> Exercise instructions
1. Answer these questions about the Tom Brady car accident story:
(a) What make of car was Brady driving?
(b) Which station amended the report that Brady was taken to a hospital?
(c) Where did Brady go instead of a hospital?
2. List every phrase that the first paragraph of the Tom Brady accident story uses to describe Brady.
3. Please write the next part of the Tom Brady car accident story, picking up after its last sentence.
━━ Extract provided ━━
A Boston radio station is reporting this morning that New England Patriots quarterback and Bieber-haired dreamboat Tom Brady was in a car accident. While driving his Audi, Brady collided with a Ford minivan, and it was reported that while considerable damage was done to the front of Brady’s car, the three-time Super Bowl champion was out of his vehicle and walking around moments after.
Responded one eye witness, “That’s right, because it’s Tawm Fahkin’ Brady. He can take a hit, not like that queeah Mahk Sanchez. GO PATS! SUPAH BOWL!” Initial reports stated that Brady was taken to a hospital for observation, but WEEI later amended that report, as Brady did not go to a hospital and instead went to the team’s facilities. Responded 10 million fantasy football owners, “OHTHANKGOD.”
Look both ways before reporting this story, Fox News:
The hydraulic cutting equipment known as the “jaws of life” was reportedly used at the scene, although it was not known if rescuers employed it with Brady’s car or the other driver’s vehicle.
━━━
━━ Record set ━━
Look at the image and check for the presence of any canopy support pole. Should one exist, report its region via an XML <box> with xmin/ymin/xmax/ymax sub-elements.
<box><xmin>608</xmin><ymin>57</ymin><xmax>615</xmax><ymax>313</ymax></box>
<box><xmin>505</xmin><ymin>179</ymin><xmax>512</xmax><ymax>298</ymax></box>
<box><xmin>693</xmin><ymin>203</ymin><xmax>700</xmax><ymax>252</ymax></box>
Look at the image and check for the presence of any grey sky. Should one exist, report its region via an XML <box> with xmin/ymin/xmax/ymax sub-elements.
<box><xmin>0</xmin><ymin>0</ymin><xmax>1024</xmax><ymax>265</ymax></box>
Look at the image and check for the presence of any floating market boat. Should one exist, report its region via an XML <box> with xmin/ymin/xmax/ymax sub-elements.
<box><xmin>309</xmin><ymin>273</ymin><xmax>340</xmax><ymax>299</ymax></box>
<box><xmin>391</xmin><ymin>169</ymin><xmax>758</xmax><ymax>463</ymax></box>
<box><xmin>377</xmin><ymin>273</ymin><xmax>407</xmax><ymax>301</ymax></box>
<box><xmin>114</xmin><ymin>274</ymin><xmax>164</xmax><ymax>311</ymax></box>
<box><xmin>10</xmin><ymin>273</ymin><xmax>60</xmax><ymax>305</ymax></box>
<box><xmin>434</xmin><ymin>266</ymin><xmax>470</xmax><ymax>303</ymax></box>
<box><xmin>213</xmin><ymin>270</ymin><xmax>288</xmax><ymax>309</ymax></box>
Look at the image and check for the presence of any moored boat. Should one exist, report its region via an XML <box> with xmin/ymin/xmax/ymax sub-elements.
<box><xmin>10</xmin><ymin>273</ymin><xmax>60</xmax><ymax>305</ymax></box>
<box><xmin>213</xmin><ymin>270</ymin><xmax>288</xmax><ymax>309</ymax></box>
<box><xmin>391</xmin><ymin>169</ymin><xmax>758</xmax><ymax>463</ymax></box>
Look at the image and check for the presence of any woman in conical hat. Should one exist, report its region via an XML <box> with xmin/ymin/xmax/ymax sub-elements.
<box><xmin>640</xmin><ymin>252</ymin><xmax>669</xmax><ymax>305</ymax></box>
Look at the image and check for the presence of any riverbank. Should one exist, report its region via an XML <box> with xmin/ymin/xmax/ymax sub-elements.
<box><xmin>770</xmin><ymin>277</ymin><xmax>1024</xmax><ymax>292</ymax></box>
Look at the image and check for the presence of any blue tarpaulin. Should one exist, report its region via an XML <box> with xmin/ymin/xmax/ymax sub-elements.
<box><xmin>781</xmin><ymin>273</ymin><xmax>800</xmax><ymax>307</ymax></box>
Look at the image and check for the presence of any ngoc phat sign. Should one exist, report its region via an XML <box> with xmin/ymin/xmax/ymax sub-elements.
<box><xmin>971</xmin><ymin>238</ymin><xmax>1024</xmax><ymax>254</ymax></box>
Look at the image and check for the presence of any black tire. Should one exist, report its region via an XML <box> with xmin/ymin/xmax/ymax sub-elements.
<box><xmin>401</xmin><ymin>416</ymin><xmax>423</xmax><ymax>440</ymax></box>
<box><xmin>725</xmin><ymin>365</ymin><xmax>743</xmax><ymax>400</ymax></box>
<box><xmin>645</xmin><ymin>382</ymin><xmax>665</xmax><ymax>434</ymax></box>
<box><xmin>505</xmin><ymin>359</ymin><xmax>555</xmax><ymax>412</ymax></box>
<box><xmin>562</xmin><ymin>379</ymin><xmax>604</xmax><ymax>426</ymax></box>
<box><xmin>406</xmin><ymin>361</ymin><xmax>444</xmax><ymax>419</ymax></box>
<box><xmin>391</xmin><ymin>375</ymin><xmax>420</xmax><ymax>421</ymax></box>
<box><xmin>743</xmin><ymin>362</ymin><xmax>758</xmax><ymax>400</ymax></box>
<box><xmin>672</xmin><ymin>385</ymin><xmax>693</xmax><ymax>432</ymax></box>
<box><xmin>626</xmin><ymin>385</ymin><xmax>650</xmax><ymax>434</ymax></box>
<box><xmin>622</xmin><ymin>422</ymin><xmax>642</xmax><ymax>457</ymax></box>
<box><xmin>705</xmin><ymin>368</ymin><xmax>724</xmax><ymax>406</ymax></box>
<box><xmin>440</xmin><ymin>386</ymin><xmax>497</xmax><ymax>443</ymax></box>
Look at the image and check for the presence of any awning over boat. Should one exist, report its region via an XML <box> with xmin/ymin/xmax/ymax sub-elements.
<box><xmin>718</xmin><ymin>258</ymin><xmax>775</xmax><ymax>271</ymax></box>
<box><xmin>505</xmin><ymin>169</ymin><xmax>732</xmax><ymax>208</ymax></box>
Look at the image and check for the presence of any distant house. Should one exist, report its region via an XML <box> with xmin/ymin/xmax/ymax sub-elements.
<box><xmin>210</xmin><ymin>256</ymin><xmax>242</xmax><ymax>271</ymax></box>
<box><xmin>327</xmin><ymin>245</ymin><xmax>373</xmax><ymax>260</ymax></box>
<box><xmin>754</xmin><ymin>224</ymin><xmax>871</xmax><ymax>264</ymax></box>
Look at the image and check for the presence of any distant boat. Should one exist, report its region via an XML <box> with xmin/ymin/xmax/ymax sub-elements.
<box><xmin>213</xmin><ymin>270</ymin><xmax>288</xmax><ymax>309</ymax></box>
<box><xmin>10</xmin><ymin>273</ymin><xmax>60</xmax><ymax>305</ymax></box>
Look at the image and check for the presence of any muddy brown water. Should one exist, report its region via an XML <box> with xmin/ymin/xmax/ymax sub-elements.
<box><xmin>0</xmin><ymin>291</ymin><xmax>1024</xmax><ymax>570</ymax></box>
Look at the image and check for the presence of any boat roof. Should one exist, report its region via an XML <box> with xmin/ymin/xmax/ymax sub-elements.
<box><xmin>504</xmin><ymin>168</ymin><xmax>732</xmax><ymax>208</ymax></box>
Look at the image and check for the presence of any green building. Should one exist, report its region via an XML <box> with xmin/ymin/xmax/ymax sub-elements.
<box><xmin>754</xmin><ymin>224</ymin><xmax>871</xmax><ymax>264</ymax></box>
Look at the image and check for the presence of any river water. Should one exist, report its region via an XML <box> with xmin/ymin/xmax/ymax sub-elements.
━━━
> Response list
1.
(a) An Audi
(b) WEEI
(c) The team's facilities

2.
New England Patriots quarterback
Bieber-haired dreamboat
three-time Super Bowl champion

3.
The accident, which reportedly occurred at 6:30 a.m. on the corner of Commonwealth and Gloucester in Boston, involved a black Audi and a red mini-van.
Having been in one serious car accident in my life and a few other minor fender benders, being struck by another vehicle is a pretty harrowing experience in itself. But imagine if you slam into a car on some street in Boston and you look up and the driver is Tom Brady. If Brady had been hurt, that driver might as well change his name to Osama Bin Laden. Meanwhile, the city of Buffalo just made it legal to hit Trent Edwards with a car.